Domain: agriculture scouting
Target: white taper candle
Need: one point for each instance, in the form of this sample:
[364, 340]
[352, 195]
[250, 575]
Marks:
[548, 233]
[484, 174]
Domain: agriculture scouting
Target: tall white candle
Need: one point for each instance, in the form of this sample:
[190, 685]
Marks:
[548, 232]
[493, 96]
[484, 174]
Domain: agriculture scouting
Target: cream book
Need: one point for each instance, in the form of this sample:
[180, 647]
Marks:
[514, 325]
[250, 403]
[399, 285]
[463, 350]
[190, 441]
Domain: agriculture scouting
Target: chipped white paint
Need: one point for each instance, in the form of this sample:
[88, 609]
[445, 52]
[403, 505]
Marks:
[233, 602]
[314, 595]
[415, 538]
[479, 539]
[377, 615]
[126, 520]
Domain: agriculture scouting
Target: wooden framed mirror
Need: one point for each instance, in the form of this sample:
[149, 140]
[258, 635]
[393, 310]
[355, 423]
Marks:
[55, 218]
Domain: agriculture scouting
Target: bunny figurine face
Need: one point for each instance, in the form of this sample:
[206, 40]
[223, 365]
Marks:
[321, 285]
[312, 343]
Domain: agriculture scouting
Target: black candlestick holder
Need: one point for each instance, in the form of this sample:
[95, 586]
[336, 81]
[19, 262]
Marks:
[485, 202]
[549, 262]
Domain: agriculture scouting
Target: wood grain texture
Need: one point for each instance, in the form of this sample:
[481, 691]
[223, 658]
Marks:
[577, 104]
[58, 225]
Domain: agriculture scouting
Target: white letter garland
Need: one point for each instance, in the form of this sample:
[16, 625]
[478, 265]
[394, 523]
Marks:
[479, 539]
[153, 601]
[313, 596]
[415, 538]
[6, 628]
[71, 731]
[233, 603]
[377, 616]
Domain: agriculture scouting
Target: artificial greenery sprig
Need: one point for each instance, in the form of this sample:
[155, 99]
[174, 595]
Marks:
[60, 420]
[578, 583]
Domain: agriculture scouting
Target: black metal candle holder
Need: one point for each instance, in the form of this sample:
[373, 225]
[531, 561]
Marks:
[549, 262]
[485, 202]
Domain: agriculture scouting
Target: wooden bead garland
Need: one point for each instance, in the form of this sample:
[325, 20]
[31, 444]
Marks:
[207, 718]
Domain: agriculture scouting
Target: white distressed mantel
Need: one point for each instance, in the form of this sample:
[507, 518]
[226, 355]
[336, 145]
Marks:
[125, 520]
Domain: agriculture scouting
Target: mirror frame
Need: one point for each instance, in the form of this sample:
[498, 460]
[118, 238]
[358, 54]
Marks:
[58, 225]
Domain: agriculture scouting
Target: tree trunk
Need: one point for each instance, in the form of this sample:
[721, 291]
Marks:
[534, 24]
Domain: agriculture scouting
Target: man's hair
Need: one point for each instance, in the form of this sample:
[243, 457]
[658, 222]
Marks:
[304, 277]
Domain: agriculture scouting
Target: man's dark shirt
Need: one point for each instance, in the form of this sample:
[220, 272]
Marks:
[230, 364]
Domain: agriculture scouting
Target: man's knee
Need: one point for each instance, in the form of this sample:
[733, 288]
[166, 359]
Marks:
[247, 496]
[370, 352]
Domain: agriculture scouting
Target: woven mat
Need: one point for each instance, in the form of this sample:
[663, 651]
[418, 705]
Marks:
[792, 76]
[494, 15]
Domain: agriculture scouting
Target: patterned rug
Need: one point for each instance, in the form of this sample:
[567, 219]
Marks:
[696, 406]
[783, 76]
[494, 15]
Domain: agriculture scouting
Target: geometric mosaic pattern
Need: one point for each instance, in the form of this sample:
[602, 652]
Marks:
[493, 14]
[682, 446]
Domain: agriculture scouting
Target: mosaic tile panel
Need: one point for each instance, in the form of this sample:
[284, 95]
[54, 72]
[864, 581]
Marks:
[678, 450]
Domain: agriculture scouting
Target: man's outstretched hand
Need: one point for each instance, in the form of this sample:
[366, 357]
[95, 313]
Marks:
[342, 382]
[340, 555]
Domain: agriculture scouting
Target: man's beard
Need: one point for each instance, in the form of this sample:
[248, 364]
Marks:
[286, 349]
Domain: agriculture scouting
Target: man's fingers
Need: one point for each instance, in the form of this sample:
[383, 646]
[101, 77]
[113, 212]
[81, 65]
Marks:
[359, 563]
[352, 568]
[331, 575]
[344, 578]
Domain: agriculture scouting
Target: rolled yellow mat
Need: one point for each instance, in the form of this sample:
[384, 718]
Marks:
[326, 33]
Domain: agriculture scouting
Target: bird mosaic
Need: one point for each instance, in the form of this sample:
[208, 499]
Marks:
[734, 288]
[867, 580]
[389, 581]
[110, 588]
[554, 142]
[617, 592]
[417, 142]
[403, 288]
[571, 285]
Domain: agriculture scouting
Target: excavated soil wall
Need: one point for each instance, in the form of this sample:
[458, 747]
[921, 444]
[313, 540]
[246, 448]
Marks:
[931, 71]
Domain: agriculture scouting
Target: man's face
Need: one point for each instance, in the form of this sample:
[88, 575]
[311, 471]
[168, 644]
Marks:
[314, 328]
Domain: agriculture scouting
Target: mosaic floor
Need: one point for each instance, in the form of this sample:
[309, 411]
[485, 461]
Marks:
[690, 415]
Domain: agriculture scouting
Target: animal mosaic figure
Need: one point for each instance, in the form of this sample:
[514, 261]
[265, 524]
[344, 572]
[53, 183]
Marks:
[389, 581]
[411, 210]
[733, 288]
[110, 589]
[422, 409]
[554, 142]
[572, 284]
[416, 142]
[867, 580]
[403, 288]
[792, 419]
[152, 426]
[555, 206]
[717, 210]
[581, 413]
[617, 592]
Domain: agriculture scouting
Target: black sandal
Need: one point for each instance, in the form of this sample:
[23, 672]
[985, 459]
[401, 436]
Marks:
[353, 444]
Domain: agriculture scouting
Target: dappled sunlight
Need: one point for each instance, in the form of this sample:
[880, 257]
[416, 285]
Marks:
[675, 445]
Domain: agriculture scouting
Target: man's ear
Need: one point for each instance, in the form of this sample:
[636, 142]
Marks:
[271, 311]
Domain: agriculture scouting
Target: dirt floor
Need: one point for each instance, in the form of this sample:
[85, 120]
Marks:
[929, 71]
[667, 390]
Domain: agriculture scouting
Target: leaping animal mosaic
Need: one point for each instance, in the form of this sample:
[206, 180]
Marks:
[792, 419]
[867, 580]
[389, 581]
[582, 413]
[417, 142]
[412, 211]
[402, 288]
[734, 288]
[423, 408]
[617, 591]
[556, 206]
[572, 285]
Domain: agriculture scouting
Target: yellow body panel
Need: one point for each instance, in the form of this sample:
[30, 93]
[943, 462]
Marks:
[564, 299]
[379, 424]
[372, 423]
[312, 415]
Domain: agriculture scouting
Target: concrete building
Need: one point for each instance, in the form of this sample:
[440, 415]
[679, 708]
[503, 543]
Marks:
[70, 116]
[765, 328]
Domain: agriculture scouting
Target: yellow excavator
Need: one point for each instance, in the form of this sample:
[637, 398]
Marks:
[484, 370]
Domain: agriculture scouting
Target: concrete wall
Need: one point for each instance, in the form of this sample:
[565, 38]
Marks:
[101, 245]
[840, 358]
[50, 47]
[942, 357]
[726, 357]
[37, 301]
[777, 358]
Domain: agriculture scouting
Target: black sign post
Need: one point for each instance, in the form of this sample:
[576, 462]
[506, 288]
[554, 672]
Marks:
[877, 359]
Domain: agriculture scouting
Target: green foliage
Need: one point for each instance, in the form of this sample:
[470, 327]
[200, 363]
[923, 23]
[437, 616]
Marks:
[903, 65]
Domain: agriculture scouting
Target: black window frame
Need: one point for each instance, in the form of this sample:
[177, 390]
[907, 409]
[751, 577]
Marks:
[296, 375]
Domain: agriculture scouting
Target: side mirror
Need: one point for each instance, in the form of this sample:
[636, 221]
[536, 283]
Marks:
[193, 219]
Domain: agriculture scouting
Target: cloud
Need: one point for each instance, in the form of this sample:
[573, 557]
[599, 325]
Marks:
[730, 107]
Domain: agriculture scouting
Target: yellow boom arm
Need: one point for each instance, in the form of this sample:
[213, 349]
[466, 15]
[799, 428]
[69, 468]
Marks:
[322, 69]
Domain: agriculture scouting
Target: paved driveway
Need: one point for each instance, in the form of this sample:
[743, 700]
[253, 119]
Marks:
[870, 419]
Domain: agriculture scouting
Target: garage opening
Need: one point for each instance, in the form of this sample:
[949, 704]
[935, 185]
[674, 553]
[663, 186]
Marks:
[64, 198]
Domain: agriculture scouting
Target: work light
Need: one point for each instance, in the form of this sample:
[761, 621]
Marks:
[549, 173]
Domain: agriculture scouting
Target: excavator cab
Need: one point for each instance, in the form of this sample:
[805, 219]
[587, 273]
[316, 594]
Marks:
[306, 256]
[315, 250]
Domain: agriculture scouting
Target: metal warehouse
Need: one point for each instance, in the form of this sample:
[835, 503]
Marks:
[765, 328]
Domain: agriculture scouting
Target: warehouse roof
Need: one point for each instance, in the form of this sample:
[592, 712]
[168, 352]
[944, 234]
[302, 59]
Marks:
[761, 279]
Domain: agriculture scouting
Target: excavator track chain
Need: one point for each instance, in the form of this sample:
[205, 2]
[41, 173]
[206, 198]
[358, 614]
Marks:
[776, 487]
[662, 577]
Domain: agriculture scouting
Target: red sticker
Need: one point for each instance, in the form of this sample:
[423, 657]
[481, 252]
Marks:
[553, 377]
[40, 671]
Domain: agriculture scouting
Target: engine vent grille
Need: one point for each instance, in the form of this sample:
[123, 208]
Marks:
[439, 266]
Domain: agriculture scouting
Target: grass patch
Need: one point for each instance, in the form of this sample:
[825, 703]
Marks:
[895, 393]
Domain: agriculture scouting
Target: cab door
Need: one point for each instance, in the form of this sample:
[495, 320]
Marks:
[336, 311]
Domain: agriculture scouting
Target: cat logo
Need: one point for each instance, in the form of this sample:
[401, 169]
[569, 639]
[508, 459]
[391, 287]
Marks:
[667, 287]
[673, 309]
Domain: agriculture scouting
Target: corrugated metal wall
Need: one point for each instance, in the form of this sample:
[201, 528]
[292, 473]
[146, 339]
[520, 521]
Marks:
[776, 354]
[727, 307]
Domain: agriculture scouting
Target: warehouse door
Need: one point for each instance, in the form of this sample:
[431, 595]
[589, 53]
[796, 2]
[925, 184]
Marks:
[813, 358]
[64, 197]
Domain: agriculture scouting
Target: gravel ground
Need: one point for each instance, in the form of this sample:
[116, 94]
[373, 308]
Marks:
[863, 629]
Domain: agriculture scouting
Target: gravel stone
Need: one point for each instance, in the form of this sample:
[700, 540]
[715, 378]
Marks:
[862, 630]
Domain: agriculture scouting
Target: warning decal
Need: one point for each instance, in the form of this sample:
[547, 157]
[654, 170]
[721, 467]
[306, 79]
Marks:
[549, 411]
++++++++
Directions for this task: Which lines run from the one holding "Target: green foliage" through the one holding "Target: work light" in the records above? Repeat them exactly, both included, and nothing more.

Worked solution:
Target: green foliage
Need: one point for each instance, in the form of this sample:
[470, 327]
[200, 363]
[923, 23]
[437, 616]
Marks:
[903, 65]
Domain: agriculture scouting
Target: black window frame
Need: one point for each instance, in the form of this sample:
[177, 390]
[907, 409]
[751, 577]
Marks:
[296, 375]
Domain: agriculture scouting
Target: side mirror
Need: one point for each instance, in the form of this sample:
[636, 221]
[536, 283]
Marks:
[193, 219]
Domain: agriculture scouting
Target: cloud
Need: one point for each instance, in the form of this sample:
[573, 557]
[599, 325]
Marks:
[730, 107]
Domain: agriculture scouting
Target: yellow boom arm
Need: one point for each instance, in the form of this sample:
[213, 349]
[466, 15]
[799, 428]
[69, 468]
Marks:
[322, 69]
Domain: agriculture scouting
Target: paved driveway
Need: one point for each instance, in the form of this sample:
[743, 700]
[253, 119]
Marks:
[870, 419]
Domain: agriculture scouting
Target: garage opening
Need: one point for each instance, in the form of this sample:
[949, 704]
[935, 185]
[674, 553]
[663, 186]
Marks:
[64, 198]
Domain: agriculture scouting
Target: work light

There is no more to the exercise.